_Data to use_
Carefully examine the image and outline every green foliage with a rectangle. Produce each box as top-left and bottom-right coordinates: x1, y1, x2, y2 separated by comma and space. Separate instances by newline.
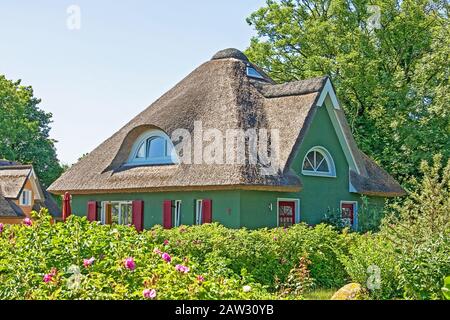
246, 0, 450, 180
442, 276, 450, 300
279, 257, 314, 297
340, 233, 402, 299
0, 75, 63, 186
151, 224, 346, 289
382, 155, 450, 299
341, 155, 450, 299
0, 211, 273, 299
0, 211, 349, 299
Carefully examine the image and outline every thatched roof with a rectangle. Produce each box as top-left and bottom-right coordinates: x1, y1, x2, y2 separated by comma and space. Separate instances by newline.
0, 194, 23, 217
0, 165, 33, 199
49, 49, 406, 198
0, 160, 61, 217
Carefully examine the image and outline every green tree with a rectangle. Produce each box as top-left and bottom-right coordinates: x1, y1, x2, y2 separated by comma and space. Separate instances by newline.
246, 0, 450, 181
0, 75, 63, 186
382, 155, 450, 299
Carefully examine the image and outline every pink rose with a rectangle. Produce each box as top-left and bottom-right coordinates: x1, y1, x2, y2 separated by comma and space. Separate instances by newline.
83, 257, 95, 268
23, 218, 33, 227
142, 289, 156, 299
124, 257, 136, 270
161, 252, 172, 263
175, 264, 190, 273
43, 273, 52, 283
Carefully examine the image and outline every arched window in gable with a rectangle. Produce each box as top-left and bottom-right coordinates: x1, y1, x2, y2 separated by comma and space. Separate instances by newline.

_Exercise objective_
Repeat the data above word for word, leaving out the picture.

_Answer to this task_
Carefully examine the image and outline every green foliage with a rectangle. Produce each box as top-left and bottom-right coordinates: x1, y1, x2, y2 separated by comma and space. Separate instances by newline.
246, 0, 450, 180
442, 276, 450, 300
279, 257, 314, 297
340, 233, 402, 299
0, 75, 63, 186
151, 224, 346, 289
382, 155, 450, 299
341, 155, 450, 299
0, 211, 273, 299
0, 211, 349, 299
Carefully examine the image and outline every thatched roof with a rectangle. Produce each box as top-left and bottom-right coordinates: x1, y1, x2, y2 separated by comma and space. Separate instances by newline.
0, 194, 23, 217
0, 165, 33, 199
49, 49, 406, 198
0, 160, 61, 217
Carefully examine the image and outline every green tree with a rectangle. Produce each box as top-left and bottom-right coordinates: x1, y1, x2, y2 separated by comma and space. Separate instances by newline.
246, 0, 450, 181
0, 75, 63, 186
382, 155, 450, 299
Carefully examine the image and outline every pink rose with a rectangle. Produce each box as top-left and bottom-right coordinates: x1, y1, x2, y2 separated by comma and space. Separate instances by newline.
83, 257, 95, 268
23, 218, 33, 227
142, 289, 156, 299
124, 257, 136, 270
161, 252, 172, 263
175, 264, 190, 273
43, 273, 52, 283
Carefully examine the image and outline every arched window in gable with a rectangle. Produce each box as top-left and bottom-right coordinates: x1, y1, x2, y2 separated by comma and space. Separate instances by newline.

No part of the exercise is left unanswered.